**Extracted material**
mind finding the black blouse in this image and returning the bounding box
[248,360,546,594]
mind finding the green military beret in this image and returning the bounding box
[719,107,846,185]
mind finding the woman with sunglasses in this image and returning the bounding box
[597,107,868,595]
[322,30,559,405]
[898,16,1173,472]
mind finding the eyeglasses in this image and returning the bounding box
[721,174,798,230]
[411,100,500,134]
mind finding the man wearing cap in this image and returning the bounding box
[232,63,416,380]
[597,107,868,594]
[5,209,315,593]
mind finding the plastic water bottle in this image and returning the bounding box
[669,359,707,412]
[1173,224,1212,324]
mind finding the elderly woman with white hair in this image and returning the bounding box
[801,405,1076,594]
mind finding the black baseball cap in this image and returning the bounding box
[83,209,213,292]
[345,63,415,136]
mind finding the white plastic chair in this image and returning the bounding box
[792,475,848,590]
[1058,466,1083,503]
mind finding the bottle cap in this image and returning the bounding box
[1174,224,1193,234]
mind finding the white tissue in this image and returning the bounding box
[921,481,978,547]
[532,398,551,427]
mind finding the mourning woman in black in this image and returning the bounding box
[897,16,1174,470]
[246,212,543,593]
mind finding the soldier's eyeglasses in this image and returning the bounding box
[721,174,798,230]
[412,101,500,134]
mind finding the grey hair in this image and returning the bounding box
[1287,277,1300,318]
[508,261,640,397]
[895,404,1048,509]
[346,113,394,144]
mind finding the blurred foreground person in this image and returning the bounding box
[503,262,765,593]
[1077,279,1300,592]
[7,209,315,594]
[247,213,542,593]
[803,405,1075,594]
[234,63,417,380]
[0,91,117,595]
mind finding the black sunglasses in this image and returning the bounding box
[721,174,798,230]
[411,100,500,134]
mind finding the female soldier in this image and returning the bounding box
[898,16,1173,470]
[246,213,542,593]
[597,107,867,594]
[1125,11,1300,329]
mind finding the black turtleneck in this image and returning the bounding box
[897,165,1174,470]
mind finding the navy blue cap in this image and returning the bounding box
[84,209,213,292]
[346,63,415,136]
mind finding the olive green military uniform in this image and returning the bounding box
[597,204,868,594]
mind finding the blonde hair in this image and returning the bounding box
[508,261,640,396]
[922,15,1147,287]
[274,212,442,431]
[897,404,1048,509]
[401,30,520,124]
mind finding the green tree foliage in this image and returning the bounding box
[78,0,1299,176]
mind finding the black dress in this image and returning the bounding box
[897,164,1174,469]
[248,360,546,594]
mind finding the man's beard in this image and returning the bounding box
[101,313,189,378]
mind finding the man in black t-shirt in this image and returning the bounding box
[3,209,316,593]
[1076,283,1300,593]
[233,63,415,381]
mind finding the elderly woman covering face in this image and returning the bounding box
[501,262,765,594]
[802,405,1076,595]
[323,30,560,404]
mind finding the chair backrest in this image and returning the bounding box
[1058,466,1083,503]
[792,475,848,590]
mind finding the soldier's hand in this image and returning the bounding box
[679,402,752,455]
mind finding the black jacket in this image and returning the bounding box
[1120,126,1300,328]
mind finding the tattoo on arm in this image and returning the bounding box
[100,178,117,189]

**Exercise directions**
Reproduce the material above precisely, omitting nothing.

**Answer section**
mind finding the black blouse in this image and returning the bounding box
[248,360,546,594]
mind finding the green military beret in this image and returning the bounding box
[719,107,846,185]
mind finding the woman with sunglasses in this image and returning the bounding box
[597,107,868,595]
[322,30,559,405]
[898,16,1173,472]
mind finding the eyeglasses in this image and returning the bounding box
[721,174,798,230]
[411,100,500,134]
mind finding the man wearing cap in this image and returning the bounding box
[232,63,416,380]
[597,107,868,594]
[5,209,315,593]
mind finding the plastic water bottle in this image and returning the bounding box
[669,359,707,412]
[1173,224,1212,324]
mind finding the elderly woman with white hair in this image and returning the bounding box
[801,405,1076,594]
mind finding the black baseball cap in this image and returning the bounding box
[83,209,213,292]
[345,63,415,136]
mind finding the white plastic chair in this image and returning the bounding box
[792,475,848,590]
[1058,466,1083,503]
mind finding the bottle cap in this image and returning the bounding box
[1174,224,1193,234]
mind finding the white tissue in this image and returning the bounding box
[921,481,978,547]
[532,398,551,427]
mind finding the mourning woman in black in this image and returning the bounding box
[897,16,1174,470]
[246,212,543,593]
mind finding the soldier's eyeglasses in this image and returning the bounding box
[721,174,798,230]
[412,101,500,134]
mind finding the grey hair in this image and returning the bounding box
[1287,277,1300,318]
[508,261,640,397]
[895,404,1048,509]
[346,113,394,144]
mind finding the blurred foreground person in this image and returning the bounding box
[503,262,765,593]
[1077,279,1300,592]
[7,209,315,594]
[247,213,542,593]
[803,405,1075,594]
[234,63,417,380]
[0,91,117,595]
mind finding the black sunglasses in this image and returning the bounding box
[721,174,798,230]
[411,100,500,134]
mind finding the female soldier in this image and returning the bounding box
[898,16,1173,470]
[246,213,542,593]
[597,107,867,594]
[1125,11,1300,329]
mind finding the black turtleneck in this image and returning the bounding box
[897,165,1174,470]
mind finding the navy blue cap in this image and returning the bounding box
[84,209,213,292]
[346,63,415,136]
mind finding the olive green military uniform in this image and returning the bounding box
[597,204,868,594]
mind finding the blonde hair in this image and returning the bounding box
[508,261,640,396]
[922,15,1147,287]
[274,212,442,431]
[897,404,1048,509]
[401,30,520,124]
mind finding the green tree foliage in this image and returning the bounding box
[78,0,1299,176]
mind finding the black dress in this image and returning the bounding box
[897,164,1174,469]
[248,360,546,594]
mind finding the man's beard in this image and returning the bounding box
[101,313,189,378]
mind finding the man in black t-shirt in this image and returning the bounding box
[3,209,316,593]
[1076,283,1300,593]
[233,63,415,381]
mind finding the elderly woman covering face in this image and returning the bounding box
[501,262,765,594]
[802,405,1076,595]
[323,30,560,404]
mind finding the chair backrest in this image and returning the bounding box
[1058,466,1083,503]
[792,475,848,590]
mind finding the soldier's hand in this image and returning the bounding box
[679,402,752,455]
mind finding the black jacket in this image and returning the bounding box
[1120,126,1300,328]
mind finding the tattoo on arm in this image and returning the bounding box
[100,178,117,189]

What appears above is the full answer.